*Task*: Please print only the top portion of the entries below, ending with the line that contains "Target: building window", exactly as written.

[Data supplied Boundary: Start]

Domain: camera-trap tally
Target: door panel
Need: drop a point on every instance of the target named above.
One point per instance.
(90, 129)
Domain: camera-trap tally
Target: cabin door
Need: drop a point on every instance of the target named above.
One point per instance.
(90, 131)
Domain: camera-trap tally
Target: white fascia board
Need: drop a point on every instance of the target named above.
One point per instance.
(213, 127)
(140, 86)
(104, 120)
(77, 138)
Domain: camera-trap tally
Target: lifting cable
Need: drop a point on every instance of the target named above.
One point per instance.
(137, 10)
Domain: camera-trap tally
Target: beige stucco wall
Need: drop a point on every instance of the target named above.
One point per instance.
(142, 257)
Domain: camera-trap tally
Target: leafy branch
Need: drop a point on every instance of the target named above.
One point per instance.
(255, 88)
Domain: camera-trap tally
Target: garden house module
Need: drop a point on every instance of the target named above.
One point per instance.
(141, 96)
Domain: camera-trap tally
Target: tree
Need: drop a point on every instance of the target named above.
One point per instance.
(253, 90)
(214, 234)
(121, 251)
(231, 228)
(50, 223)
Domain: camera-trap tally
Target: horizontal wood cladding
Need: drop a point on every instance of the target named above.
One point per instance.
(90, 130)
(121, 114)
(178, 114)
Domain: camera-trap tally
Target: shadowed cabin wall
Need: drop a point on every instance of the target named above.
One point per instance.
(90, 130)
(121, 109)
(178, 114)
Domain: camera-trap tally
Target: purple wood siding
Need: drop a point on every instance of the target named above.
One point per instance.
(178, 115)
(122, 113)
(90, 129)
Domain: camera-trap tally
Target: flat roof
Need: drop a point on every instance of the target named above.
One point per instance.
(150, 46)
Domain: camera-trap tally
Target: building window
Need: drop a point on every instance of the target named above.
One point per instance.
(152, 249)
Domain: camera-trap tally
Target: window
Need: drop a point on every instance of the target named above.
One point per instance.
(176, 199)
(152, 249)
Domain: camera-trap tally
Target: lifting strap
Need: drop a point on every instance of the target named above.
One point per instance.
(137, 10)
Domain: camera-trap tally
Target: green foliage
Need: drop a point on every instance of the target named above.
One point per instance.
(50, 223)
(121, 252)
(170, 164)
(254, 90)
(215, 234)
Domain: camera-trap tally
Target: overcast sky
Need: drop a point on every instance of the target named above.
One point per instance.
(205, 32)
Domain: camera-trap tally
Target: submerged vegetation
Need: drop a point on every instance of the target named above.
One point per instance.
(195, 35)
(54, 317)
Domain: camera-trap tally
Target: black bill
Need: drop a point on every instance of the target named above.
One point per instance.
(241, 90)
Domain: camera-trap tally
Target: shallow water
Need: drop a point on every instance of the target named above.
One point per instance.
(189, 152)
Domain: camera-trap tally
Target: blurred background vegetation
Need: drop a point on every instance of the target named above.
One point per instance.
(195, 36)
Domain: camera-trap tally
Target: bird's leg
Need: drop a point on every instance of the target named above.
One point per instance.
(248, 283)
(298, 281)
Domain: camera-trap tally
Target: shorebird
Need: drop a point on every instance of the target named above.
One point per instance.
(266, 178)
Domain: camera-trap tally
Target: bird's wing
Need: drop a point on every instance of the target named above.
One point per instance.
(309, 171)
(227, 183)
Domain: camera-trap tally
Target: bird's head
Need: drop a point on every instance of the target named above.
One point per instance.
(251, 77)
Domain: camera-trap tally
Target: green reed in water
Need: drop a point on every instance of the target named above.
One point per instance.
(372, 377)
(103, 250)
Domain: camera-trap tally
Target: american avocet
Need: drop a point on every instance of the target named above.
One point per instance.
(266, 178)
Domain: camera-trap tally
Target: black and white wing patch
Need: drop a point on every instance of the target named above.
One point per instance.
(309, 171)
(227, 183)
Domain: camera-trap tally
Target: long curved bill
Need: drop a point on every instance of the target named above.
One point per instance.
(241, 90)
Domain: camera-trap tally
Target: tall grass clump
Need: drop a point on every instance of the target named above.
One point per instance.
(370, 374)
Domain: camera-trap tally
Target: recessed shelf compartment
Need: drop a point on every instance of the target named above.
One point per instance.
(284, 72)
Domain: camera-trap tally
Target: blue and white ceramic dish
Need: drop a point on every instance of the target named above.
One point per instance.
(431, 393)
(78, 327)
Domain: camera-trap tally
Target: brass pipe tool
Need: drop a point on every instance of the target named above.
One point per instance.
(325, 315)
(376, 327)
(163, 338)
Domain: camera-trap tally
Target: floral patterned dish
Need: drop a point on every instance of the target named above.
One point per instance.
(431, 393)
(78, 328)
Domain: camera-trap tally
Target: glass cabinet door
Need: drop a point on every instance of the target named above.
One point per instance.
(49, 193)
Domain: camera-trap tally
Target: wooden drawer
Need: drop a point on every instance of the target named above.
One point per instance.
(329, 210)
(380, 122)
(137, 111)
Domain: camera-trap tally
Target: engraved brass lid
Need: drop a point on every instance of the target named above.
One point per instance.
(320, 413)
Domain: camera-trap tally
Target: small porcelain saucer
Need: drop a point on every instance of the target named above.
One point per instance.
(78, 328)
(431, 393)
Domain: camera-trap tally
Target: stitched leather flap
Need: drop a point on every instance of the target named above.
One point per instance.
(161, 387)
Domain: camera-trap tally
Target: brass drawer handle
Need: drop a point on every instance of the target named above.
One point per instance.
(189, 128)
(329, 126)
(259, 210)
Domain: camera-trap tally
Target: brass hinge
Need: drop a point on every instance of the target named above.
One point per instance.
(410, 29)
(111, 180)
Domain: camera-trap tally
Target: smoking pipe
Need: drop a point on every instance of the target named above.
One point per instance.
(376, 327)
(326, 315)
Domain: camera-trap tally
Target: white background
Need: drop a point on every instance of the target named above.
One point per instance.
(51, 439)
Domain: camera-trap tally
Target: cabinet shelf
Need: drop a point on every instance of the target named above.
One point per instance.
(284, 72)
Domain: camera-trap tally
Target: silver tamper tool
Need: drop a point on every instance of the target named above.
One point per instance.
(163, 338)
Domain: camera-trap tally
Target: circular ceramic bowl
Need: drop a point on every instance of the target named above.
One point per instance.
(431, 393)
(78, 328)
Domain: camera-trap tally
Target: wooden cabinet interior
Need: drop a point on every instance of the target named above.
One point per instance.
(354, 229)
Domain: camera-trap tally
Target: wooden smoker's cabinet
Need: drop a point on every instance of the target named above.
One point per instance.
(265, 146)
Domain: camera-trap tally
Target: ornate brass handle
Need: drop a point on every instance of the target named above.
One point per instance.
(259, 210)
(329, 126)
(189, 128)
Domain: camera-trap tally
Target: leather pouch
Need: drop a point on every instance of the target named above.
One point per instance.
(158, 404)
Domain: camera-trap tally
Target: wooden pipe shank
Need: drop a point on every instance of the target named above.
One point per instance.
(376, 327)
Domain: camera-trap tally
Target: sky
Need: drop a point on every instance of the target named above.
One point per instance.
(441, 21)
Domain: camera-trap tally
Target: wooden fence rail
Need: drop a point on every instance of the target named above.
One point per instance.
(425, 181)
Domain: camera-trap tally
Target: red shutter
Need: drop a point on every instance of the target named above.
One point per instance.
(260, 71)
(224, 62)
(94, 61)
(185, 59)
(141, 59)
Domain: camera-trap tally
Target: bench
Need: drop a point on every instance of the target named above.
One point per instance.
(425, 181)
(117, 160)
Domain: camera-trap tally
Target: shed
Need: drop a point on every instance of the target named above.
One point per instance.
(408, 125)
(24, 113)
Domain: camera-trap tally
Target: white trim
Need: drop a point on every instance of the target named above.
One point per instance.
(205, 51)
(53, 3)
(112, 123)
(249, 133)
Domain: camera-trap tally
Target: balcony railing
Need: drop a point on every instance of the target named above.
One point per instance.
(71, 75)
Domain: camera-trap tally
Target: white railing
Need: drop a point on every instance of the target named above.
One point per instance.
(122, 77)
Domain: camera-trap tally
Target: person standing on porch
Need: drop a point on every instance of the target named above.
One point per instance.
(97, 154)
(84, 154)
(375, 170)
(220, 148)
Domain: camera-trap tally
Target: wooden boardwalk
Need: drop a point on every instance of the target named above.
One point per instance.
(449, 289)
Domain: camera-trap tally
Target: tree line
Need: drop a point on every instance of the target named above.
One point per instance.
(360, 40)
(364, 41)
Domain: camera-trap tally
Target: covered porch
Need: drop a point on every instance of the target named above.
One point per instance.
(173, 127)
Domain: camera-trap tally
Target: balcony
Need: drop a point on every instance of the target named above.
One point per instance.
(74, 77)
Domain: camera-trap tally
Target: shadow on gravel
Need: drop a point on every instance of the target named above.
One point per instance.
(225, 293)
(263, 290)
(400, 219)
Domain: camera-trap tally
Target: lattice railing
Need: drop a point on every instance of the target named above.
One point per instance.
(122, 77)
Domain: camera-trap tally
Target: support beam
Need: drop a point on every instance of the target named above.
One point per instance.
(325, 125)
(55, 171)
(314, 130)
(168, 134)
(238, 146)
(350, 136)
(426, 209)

[Data supplied Boundary: End]

*Task answer*:
Domain: camera-trap tally
Target: door panel
Need: drop a point on every instance of the target named above.
One point per instance.
(90, 129)
Domain: camera-trap tally
Target: cabin door
Need: drop a point on every instance of the target named above.
One point per instance.
(90, 131)
Domain: camera-trap tally
Target: white fascia board
Need: drop a point on every instance of the target named above.
One point per instance.
(213, 127)
(140, 86)
(104, 120)
(77, 138)
Domain: camera-trap tally
Target: lifting cable
Need: drop a point on every instance of the target named above.
One point per instance.
(137, 10)
Domain: camera-trap tally
Target: beige stucco wall
Need: drop a point on every instance of the target named above.
One point per instance.
(142, 257)
Domain: camera-trap tally
Target: leafy branch
Need: drop a point on every instance of the target named above.
One point per instance.
(255, 88)
Domain: camera-trap tally
Target: garden house module
Need: drop a point on every instance of the target named above.
One point per instance.
(141, 96)
Domain: camera-trap tally
Target: tree
Need: drop a point on every instance of the target named above.
One point per instance.
(253, 90)
(214, 234)
(121, 251)
(231, 228)
(50, 223)
Domain: camera-trap tally
Target: horizontal wood cladding
Need: drop a point on every instance of the target named above.
One point per instance.
(90, 130)
(121, 114)
(178, 114)
Domain: camera-trap tally
Target: shadowed cabin wall
Need: drop a point on every instance of the target named above.
One point per instance.
(90, 130)
(121, 109)
(178, 114)
Domain: camera-trap tally
Target: purple wood siding
Need: drop a point on every instance of the target named above.
One point per instance.
(178, 115)
(122, 113)
(90, 129)
Domain: camera-trap tally
Target: flat roof
Need: drop a point on every instance of the target named above.
One point per instance.
(150, 46)
Domain: camera-trap tally
Target: building window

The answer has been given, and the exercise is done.